*** Records to process ***

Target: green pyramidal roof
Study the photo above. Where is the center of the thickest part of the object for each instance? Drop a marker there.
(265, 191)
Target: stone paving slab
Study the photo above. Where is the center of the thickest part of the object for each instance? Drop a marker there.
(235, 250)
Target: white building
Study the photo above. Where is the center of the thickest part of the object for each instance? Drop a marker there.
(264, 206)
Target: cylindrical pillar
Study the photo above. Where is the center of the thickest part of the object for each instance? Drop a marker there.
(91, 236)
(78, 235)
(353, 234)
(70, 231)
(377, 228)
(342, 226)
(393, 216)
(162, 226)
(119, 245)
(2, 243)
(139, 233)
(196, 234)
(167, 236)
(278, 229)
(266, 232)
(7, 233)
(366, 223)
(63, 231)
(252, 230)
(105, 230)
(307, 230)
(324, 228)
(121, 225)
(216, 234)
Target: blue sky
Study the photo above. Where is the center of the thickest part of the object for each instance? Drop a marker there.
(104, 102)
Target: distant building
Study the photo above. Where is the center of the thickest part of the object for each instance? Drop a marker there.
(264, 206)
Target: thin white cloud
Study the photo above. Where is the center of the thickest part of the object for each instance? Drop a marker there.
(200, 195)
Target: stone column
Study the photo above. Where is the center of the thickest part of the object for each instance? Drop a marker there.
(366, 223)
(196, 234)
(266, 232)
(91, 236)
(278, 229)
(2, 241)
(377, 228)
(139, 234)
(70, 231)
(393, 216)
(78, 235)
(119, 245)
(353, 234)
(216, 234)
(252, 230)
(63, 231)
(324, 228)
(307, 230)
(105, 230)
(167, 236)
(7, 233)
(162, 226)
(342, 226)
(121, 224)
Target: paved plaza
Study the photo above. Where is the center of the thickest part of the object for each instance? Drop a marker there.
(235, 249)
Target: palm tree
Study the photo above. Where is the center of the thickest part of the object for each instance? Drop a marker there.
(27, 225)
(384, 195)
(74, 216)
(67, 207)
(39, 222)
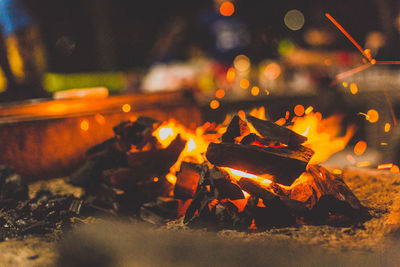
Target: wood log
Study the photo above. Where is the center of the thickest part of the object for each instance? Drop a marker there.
(187, 179)
(275, 132)
(255, 189)
(318, 182)
(236, 128)
(284, 164)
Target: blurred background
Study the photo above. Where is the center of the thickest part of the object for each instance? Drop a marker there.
(232, 55)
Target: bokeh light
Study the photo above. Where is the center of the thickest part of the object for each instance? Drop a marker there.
(126, 108)
(244, 83)
(255, 90)
(294, 20)
(227, 9)
(353, 88)
(372, 116)
(299, 110)
(220, 93)
(214, 104)
(272, 71)
(241, 63)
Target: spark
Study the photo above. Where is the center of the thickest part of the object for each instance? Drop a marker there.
(348, 73)
(348, 36)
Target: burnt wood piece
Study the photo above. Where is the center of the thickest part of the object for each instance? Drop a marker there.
(186, 180)
(256, 189)
(155, 163)
(275, 132)
(236, 128)
(318, 182)
(225, 187)
(284, 164)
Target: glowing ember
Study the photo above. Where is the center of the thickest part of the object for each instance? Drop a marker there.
(322, 135)
(255, 90)
(353, 88)
(220, 93)
(360, 148)
(308, 110)
(385, 166)
(363, 164)
(227, 9)
(299, 110)
(387, 127)
(126, 108)
(244, 83)
(373, 116)
(84, 125)
(214, 104)
(230, 74)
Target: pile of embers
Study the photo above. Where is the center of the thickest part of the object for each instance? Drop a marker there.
(126, 175)
(247, 181)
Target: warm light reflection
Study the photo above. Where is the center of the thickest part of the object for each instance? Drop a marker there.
(244, 83)
(372, 116)
(255, 90)
(299, 110)
(230, 74)
(387, 127)
(241, 63)
(214, 104)
(126, 108)
(220, 93)
(84, 125)
(360, 148)
(322, 135)
(272, 71)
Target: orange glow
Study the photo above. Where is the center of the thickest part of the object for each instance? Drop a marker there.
(241, 63)
(348, 36)
(100, 119)
(126, 108)
(395, 169)
(272, 71)
(322, 135)
(372, 116)
(227, 9)
(385, 166)
(57, 108)
(387, 127)
(84, 125)
(244, 83)
(214, 104)
(255, 90)
(281, 121)
(308, 110)
(360, 148)
(351, 159)
(353, 88)
(337, 171)
(299, 110)
(220, 93)
(230, 74)
(363, 164)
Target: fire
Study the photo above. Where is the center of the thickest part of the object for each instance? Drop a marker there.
(322, 135)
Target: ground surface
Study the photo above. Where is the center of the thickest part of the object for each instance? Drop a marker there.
(125, 244)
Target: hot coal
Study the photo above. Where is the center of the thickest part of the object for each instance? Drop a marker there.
(42, 214)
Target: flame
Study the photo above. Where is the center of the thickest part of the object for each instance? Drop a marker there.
(322, 135)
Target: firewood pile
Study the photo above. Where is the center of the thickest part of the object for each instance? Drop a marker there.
(255, 176)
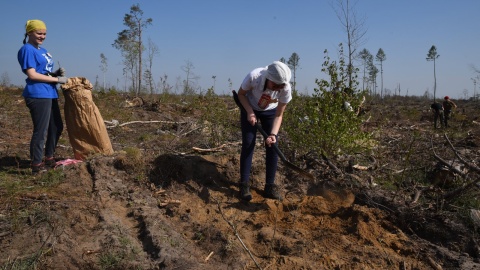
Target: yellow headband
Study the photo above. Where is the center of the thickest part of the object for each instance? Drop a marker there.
(35, 25)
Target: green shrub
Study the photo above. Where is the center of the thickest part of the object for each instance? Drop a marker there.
(321, 123)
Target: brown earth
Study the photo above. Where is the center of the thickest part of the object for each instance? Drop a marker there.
(174, 206)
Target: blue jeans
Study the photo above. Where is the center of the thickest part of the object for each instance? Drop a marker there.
(249, 134)
(47, 125)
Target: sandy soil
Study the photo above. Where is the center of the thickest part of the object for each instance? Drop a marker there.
(177, 208)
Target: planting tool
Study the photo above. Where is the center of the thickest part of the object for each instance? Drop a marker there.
(275, 146)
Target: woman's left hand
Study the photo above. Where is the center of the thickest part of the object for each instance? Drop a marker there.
(271, 139)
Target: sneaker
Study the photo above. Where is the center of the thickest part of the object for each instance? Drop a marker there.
(38, 169)
(271, 192)
(245, 192)
(50, 163)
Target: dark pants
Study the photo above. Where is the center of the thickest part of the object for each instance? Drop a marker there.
(47, 125)
(438, 115)
(447, 117)
(249, 134)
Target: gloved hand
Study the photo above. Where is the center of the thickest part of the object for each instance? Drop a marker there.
(62, 80)
(59, 72)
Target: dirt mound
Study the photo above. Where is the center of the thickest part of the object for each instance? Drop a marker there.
(180, 210)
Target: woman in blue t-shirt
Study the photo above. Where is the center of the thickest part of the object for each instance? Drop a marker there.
(41, 95)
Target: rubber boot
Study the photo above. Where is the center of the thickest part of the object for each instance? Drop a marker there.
(271, 192)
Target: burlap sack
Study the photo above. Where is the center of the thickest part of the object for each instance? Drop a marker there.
(85, 126)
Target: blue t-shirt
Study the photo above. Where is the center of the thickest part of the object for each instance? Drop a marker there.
(39, 59)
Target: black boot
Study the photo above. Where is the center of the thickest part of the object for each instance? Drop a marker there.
(245, 192)
(271, 192)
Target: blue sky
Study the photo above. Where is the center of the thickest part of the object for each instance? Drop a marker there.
(227, 39)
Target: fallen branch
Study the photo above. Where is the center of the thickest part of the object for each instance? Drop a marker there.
(215, 149)
(456, 192)
(209, 255)
(117, 124)
(237, 235)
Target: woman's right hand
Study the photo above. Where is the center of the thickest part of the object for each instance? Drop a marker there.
(252, 119)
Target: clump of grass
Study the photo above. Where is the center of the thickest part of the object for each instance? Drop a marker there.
(130, 160)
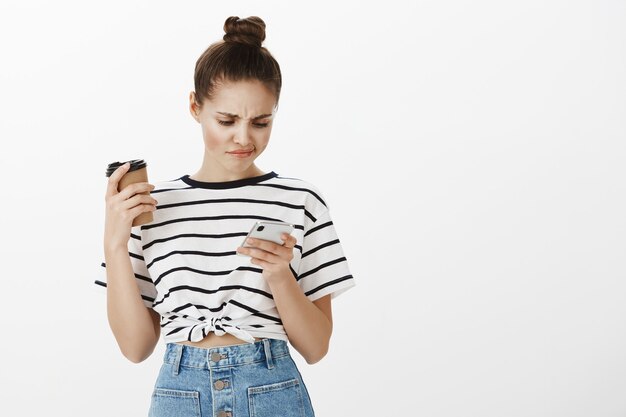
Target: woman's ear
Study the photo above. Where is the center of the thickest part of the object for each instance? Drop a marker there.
(193, 106)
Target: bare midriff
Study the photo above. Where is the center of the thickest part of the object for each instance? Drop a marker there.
(212, 340)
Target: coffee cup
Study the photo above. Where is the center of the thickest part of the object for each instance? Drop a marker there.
(137, 172)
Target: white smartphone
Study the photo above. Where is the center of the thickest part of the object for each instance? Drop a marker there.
(267, 230)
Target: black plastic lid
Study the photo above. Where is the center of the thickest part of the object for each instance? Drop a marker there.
(135, 164)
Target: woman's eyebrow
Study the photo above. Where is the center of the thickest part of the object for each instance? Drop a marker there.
(261, 116)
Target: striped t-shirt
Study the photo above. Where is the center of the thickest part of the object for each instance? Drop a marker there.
(187, 268)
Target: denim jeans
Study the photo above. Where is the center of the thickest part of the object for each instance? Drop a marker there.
(257, 379)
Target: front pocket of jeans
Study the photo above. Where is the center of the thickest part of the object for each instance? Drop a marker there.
(172, 402)
(280, 399)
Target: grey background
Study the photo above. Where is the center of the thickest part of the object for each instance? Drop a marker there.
(472, 154)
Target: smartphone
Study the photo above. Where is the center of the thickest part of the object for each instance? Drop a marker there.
(267, 230)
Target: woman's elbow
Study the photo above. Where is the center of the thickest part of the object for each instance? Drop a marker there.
(317, 356)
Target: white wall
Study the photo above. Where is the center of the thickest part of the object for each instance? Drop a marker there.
(472, 154)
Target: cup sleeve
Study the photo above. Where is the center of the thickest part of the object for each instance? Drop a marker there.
(142, 275)
(323, 267)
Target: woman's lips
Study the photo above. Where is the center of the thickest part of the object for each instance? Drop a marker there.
(241, 154)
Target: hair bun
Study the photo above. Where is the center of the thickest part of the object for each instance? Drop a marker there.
(248, 31)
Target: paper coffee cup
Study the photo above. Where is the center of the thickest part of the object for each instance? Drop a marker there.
(137, 172)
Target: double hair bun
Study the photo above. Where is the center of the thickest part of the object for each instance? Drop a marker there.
(249, 31)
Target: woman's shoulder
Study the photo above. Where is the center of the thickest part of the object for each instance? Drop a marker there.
(315, 196)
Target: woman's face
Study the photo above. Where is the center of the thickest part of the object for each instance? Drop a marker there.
(239, 118)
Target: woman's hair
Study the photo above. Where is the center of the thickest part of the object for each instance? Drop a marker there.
(239, 56)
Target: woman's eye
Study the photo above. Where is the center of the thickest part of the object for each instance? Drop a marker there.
(228, 123)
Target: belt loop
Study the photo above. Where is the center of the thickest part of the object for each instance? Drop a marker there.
(268, 353)
(179, 353)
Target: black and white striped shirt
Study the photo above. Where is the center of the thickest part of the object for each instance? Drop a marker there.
(187, 268)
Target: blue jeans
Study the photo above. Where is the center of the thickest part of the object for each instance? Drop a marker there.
(248, 380)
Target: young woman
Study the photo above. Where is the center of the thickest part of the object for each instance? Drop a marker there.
(226, 312)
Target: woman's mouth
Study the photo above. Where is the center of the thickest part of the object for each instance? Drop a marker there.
(241, 154)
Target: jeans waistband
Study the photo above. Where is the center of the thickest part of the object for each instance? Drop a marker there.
(263, 350)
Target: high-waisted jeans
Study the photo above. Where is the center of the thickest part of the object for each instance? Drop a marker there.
(257, 379)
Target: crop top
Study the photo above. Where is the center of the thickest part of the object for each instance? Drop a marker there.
(186, 265)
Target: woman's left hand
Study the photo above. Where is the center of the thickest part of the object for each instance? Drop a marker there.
(272, 257)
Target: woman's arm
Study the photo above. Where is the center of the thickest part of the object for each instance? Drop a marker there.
(134, 326)
(308, 324)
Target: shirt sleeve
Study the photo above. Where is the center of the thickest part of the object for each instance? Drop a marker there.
(323, 266)
(140, 269)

*** End of Records to process ***

Exercise details =>
Pull each line containing "striped" from the records.

Your response =>
Target: striped t-shirt
Target: black and white striped shirt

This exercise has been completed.